> _GIVEN DATA_
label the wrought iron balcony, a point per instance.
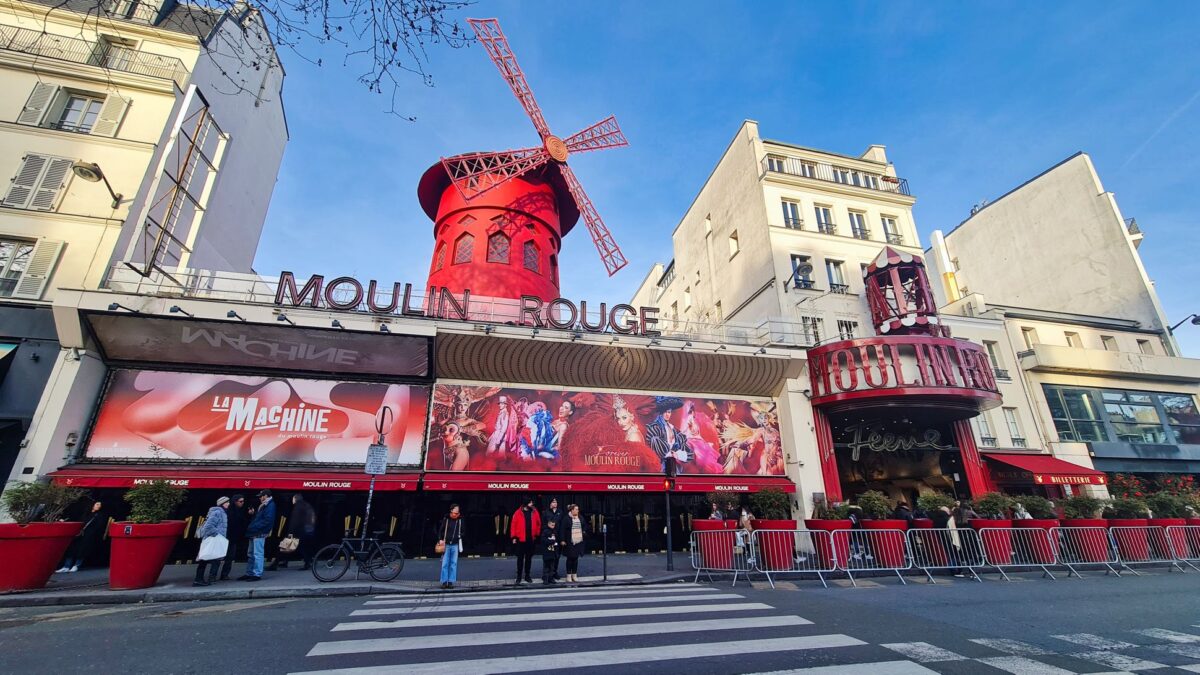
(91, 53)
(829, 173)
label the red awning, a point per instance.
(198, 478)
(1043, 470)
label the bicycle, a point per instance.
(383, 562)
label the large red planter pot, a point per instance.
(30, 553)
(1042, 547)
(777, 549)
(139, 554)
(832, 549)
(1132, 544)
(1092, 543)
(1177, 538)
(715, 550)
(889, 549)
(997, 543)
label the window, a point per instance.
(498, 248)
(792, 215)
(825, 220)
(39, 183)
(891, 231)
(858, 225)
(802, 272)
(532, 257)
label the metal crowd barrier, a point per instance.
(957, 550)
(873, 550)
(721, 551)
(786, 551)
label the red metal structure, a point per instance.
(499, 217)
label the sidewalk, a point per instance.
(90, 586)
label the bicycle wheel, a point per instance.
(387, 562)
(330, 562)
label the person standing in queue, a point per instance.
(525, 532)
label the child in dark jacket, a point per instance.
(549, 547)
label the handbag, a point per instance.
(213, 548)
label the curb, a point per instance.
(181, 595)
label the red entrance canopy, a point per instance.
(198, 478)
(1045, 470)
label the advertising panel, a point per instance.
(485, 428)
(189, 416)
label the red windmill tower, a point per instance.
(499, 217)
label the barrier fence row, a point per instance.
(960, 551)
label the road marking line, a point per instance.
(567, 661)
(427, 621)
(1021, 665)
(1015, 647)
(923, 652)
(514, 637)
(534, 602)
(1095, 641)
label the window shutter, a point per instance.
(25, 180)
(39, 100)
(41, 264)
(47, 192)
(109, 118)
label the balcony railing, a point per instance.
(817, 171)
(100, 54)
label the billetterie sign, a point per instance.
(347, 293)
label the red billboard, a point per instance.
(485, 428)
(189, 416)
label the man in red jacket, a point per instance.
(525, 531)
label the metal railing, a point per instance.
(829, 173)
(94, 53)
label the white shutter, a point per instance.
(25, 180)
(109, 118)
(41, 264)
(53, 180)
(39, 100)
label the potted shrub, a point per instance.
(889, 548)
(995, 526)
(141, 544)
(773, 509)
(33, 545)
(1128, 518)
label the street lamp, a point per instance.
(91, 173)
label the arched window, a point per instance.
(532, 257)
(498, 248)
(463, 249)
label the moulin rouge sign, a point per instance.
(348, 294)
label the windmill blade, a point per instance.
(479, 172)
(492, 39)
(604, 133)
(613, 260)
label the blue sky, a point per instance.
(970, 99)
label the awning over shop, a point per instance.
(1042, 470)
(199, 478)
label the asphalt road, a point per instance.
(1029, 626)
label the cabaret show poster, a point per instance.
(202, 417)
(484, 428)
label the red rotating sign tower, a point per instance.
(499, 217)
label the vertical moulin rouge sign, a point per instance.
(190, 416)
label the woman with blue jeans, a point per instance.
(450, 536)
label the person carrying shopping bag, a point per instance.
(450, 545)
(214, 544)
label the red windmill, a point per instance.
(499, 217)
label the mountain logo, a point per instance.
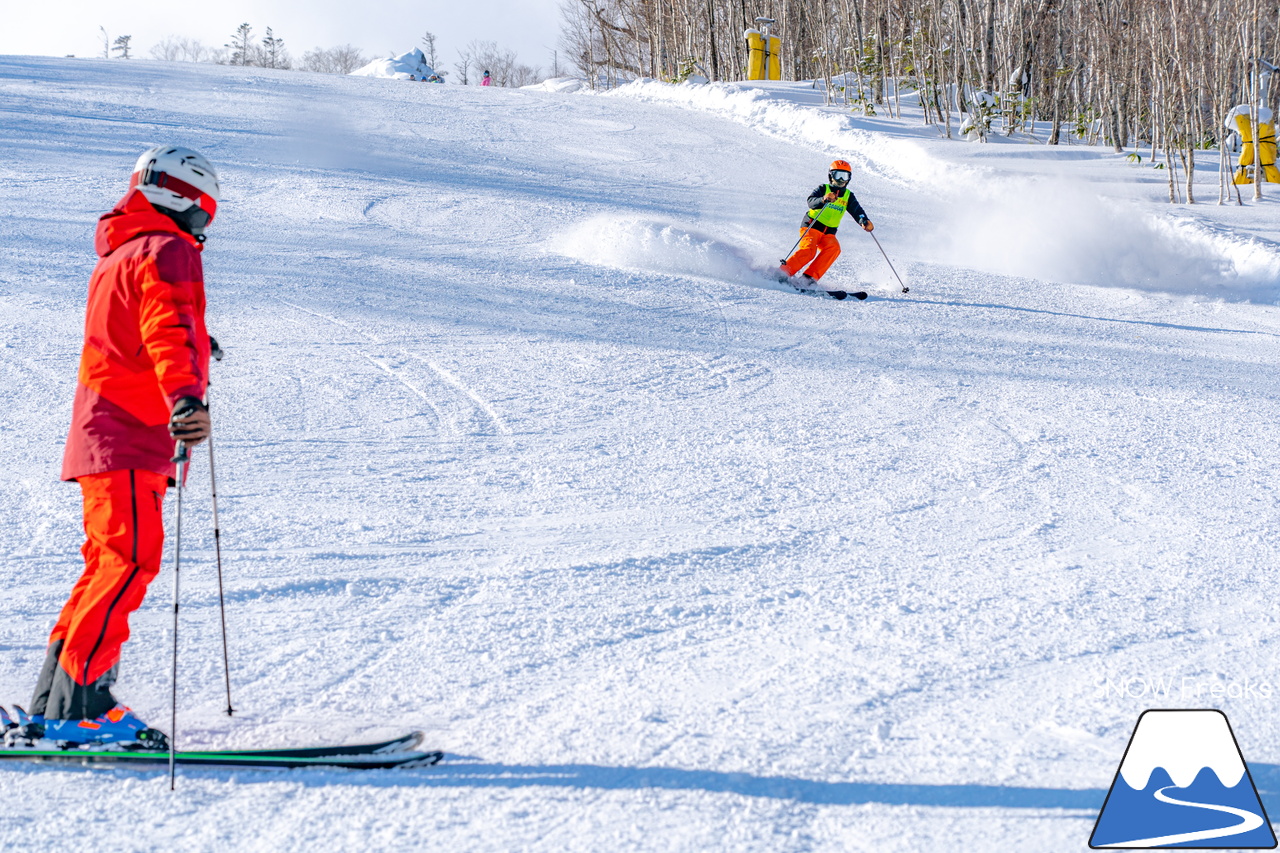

> _WORK REQUEST_
The lines wanted are those from the one with "label the awning" to the end of the entries above, repeated exactly, both ends included. Leave out the pictures.

> _TASK RESPONSE_
label the awning over shop, a point per instance.
(1042, 470)
(199, 478)
label the asphalt road, a point per instance.
(1029, 626)
label the cabaret show poster, a point per instance.
(202, 417)
(484, 428)
label the red rotating sign tower, a point per instance.
(499, 217)
label the vertical moulin rouge sign, a point per instance.
(190, 416)
label the woman with blue jeans, a point per instance.
(450, 536)
label the person carrying shopping bag, a point per instance.
(450, 545)
(214, 544)
label the red windmill, a point per instance.
(499, 217)
label the mountain logo, a point per instance.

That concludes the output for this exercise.